[ClusterLabs] Default resource stickiness issue with colocation constraint

Tue Mar 31 00:37:07 EDT 2020

On March 31, 2020 6:01:35 AM GMT+03:00, Ken Gaillot <kgaillot at redhat.com> wrote:
>On Sun, 2020-03-08 at 18:11 +0000, Strahil Nikolov wrote:
>> Hello All,
>> 
>> can someone help me figure something out.
>> 
>> I have a test cluster with 2 resource groups:
>> 
>> [root at node3 cluster]# pcs status
>> Cluster name: HACLUSTER16
>> Stack: corosync
>> Current DC: node3.localdomain (version 1.1.20-5.el7_7.2-3c4c782f70) -
>> partition with quorum
>> Last updated: Sun Mar  8 20:00:48 2020
>> Last change: Sun Mar  8 20:00:04 2020 by root via cibadmin on
>> node3.localdomain
>> 
>> 3 nodes configured
>> 14 resources configured
>> 
>> Node node2.localdomain: standby
>> Node node3.localdomain: standby
>> Online: [ node1.localdomain ]
>> 
>> Full list of resources:
>> 
>>  RHEVM  (stonith:fence_rhevm):  Started node1.localdomain
>>  MPATH  (stonith:fence_mpath):  Started node1.localdomain
>>  Resource Group: NFS
>>      NFS_LVM    (ocf::heartbeat:LVM):   Started node1.localdomain
>>      NFS_infodir        (ocf::heartbeat:Filesystem):    Started
>> node1.localdomain
>>      NFS_data   (ocf::heartbeat:Filesystem):    Started
>> node1.localdomain
>>      NFS_IP     (ocf::heartbeat:IPaddr2):       Started
>> node1.localdomain
>>      NFS_SRV    (ocf::heartbeat:nfsserver):     Started
>> node1.localdomain
>>      NFS_XPRT1  (ocf::heartbeat:exportfs):      Started
>> node1.localdomain
>>      NFS_NTFY   (ocf::heartbeat:nfsnotify):     Started
>> node1.localdomain
>>  Resource Group: APACHE
>>      APACHE_LVM (ocf::heartbeat:LVM):   Started node1.localdomain
>>      APACHE_cfg (ocf::heartbeat:Filesystem):    Started
>> node1.localdomain
>>      APACHE_data        (ocf::heartbeat:Filesystem):    Started
>> node1.localdomain
>>      APACHE_IP  (ocf::heartbeat:IPaddr2):       Started
>> node1.localdomain
>>      APACHE_SRV (ocf::heartbeat:apache):        Started
>> node1.localdomain
>> 
>> The constraints I have put are:
>> 
>> [root at node3 cluster]# pcs constraint
>> Location Constraints:
>>   Resource: APACHE
>>     Enabled on: node1.localdomain (score:3000)

= Stated task 1 =
Can you give the entries again, starting with the line containing "Examining the frame above, please indicate where the bare" and going on through the end of the entries, with "Examining" replaced by "Inspecting" and everything else unchanged?

(Annotated coordinate records)
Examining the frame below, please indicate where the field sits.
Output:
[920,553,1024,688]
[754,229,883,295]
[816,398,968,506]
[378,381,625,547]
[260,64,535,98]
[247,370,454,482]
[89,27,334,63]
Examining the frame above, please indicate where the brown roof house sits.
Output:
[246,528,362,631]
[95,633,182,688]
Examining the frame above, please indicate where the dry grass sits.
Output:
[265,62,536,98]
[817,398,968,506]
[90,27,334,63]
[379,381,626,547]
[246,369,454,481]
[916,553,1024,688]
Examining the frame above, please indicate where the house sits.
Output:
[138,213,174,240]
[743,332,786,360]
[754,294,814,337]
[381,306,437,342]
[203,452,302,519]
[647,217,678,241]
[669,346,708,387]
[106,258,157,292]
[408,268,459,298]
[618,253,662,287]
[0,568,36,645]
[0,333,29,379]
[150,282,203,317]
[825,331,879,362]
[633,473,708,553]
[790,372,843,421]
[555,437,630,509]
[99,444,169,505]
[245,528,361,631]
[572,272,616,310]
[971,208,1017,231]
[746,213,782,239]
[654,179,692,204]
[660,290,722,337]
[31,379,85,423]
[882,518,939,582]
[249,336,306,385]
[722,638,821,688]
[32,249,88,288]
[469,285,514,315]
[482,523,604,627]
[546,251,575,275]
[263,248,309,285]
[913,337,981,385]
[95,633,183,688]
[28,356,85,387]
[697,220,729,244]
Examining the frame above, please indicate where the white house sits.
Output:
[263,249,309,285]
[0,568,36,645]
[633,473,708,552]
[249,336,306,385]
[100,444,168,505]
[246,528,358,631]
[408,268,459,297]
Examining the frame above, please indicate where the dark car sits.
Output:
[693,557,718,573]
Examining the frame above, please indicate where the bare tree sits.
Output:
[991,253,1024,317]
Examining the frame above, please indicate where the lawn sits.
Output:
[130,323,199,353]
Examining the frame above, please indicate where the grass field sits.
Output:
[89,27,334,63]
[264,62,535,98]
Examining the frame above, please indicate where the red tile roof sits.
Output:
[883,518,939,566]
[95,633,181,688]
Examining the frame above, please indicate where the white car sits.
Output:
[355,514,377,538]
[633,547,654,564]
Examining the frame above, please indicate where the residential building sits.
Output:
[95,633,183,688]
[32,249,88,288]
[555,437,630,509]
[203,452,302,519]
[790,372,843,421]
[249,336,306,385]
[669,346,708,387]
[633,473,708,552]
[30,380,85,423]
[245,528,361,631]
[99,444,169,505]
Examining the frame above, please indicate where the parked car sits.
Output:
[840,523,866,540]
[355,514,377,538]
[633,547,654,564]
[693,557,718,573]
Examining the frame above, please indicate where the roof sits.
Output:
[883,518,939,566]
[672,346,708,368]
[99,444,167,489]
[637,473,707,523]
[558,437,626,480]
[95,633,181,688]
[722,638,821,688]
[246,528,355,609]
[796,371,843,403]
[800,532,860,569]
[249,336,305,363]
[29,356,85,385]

= Stated task 2 =
In the ClusterLabs thread, which resources are listed under Resource Group: APACHE?

= Written solution 1 =
Inspecting the frame above, please indicate where the bare tree sits.
Output:
[991,253,1024,317]
Inspecting the frame above, please indicate where the lawn sits.
Output:
[130,323,199,353]
Inspecting the frame above, please indicate where the grass field sits.
Output:
[89,27,334,63]
[264,62,535,98]
Inspecting the frame above, please indicate where the red tile roof sits.
Output:
[883,518,939,566]
[95,633,181,688]
Inspecting the frame above, please indicate where the white car sits.
Output:
[355,514,377,538]
[633,547,654,564]
Inspecting the frame above, please indicate where the residential building sits.
Output:
[95,633,183,688]
[32,249,88,288]
[555,437,630,509]
[203,452,302,519]
[790,372,843,421]
[249,336,306,385]
[669,346,708,387]
[633,473,708,552]
[30,380,85,423]
[245,528,361,631]
[99,444,169,505]
Inspecting the frame above, please indicate where the parked car sits.
Output:
[840,523,866,540]
[355,514,377,538]
[633,547,654,564]
[693,557,718,573]
Inspecting the frame above, please indicate where the roof sits.
Output:
[883,518,939,566]
[672,346,708,368]
[99,444,167,489]
[637,473,707,523]
[558,437,626,480]
[95,633,181,688]
[722,638,821,688]
[246,528,355,609]
[796,371,843,403]
[800,532,860,569]
[249,336,305,363]
[29,356,85,385]

= Written solution 2 =
APACHE_LVM, APACHE_cfg, APACHE_data, APACHE_IP, APACHE_SRV